Your task is to retype each line of the data below exactly.

Provided entries
★ ★ ★ ★ ★ ★ ★
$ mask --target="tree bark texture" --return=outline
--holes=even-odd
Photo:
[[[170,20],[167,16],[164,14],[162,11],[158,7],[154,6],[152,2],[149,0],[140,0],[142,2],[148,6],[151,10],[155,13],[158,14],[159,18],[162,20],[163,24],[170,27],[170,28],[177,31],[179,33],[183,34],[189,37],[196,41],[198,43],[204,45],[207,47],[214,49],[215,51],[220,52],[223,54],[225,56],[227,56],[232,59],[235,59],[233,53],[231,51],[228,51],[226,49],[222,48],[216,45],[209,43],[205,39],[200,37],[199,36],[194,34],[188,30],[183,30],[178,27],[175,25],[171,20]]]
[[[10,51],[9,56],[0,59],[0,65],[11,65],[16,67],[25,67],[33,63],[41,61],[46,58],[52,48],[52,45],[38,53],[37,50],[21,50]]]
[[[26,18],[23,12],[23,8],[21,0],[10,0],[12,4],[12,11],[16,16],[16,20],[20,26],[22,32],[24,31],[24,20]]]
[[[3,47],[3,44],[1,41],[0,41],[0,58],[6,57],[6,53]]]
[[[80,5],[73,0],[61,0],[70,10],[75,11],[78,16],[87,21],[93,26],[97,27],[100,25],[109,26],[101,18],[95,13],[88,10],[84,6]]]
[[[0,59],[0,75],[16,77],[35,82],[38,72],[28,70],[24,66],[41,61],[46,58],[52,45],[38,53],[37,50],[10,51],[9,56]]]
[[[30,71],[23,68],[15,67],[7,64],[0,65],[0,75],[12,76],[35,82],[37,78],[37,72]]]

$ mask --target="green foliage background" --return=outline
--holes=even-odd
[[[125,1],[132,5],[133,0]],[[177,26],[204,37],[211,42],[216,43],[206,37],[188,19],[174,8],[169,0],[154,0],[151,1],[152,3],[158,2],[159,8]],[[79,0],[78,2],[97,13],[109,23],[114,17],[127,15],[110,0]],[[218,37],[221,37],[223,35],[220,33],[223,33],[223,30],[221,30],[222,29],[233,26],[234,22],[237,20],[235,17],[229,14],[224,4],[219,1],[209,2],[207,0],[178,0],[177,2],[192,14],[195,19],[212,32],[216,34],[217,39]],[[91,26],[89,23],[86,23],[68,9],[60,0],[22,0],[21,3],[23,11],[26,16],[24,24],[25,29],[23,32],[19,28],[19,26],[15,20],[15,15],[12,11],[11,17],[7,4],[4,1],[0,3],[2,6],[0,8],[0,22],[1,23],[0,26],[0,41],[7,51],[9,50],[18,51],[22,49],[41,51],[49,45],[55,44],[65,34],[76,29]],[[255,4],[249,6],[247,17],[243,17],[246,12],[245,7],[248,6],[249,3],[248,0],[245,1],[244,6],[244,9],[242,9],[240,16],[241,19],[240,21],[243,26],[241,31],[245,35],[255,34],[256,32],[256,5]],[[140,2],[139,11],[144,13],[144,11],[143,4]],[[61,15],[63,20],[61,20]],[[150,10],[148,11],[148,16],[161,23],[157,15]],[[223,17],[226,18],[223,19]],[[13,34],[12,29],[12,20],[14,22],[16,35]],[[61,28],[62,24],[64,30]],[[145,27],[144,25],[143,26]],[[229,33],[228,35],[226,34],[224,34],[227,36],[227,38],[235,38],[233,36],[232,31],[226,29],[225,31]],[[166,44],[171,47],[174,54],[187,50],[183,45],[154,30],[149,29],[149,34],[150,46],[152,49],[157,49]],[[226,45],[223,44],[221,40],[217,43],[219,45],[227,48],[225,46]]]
★ ★ ★ ★ ★ ★ ★
The response
$ mask --target="tree bark texture" --return=outline
--holes=even-odd
Photo:
[[[170,20],[167,16],[164,14],[162,11],[158,7],[154,6],[152,2],[149,0],[140,0],[142,2],[148,6],[151,10],[155,13],[158,14],[159,18],[162,20],[163,24],[170,27],[170,28],[177,31],[179,33],[183,34],[189,37],[196,41],[198,43],[204,45],[207,47],[214,49],[215,51],[220,52],[223,54],[225,56],[227,56],[232,59],[235,59],[233,53],[231,51],[228,51],[226,49],[222,48],[216,45],[209,43],[205,39],[200,37],[199,36],[194,34],[188,30],[183,30],[178,27],[175,25],[171,20]]]
[[[10,51],[9,56],[0,59],[0,65],[11,65],[16,67],[25,67],[33,63],[41,61],[46,58],[52,48],[52,45],[38,53],[37,50],[21,50]]]
[[[26,18],[23,12],[23,8],[21,0],[10,0],[12,4],[12,11],[16,16],[16,20],[20,26],[22,32],[24,31],[24,20]]]
[[[3,47],[3,44],[1,41],[0,41],[0,58],[6,57],[6,53]]]
[[[80,5],[73,0],[61,0],[70,10],[75,11],[78,16],[87,21],[93,26],[97,27],[100,25],[109,26],[101,18],[95,13],[88,10],[84,6]]]
[[[0,59],[0,75],[16,77],[35,82],[38,72],[28,70],[24,66],[41,61],[46,58],[52,45],[38,53],[37,50],[10,51],[9,56]]]
[[[30,71],[23,68],[15,67],[7,64],[0,65],[0,75],[12,76],[35,82],[37,78],[37,72]]]

$ mask --target="green foliage background" --return=outline
--holes=even-odd
[[[125,1],[132,5],[133,0]],[[177,26],[204,37],[211,42],[216,43],[206,37],[188,19],[174,8],[169,0],[154,0],[151,1],[152,3],[158,2],[159,8]],[[79,0],[78,2],[97,13],[109,23],[114,17],[127,15],[110,0]],[[218,37],[221,37],[223,35],[220,33],[223,33],[223,30],[221,30],[222,29],[233,26],[234,22],[237,20],[235,17],[229,14],[224,4],[219,1],[209,2],[207,0],[178,0],[177,2],[192,14],[195,19],[212,32],[216,34],[217,39]],[[91,26],[89,23],[86,23],[68,9],[60,0],[22,0],[21,3],[23,11],[26,16],[24,24],[25,29],[23,32],[19,28],[19,26],[15,20],[15,15],[12,11],[11,17],[7,4],[4,1],[0,3],[2,6],[0,8],[0,22],[1,23],[0,26],[0,41],[7,51],[9,50],[18,51],[22,49],[41,51],[49,45],[55,44],[65,34],[76,29]],[[255,4],[249,6],[247,17],[243,17],[246,12],[245,7],[248,6],[249,3],[248,0],[245,1],[244,6],[244,9],[242,9],[240,16],[241,19],[240,21],[243,26],[241,31],[245,35],[255,34],[256,32],[256,5]],[[140,2],[139,11],[144,13],[144,11],[143,4]],[[61,15],[63,20],[61,20]],[[150,10],[148,11],[148,16],[161,23],[157,15]],[[223,17],[226,18],[223,19]],[[13,34],[12,29],[12,20],[14,22],[16,35]],[[61,28],[62,24],[64,30]],[[145,27],[144,25],[143,26]],[[229,33],[228,35],[226,34],[224,34],[227,36],[227,38],[235,38],[233,36],[232,31],[226,29],[225,31]],[[166,44],[171,47],[174,54],[187,50],[183,45],[154,30],[149,29],[149,34],[150,46],[152,49],[157,49]],[[226,45],[223,44],[221,40],[217,43],[219,45],[227,48],[225,46]]]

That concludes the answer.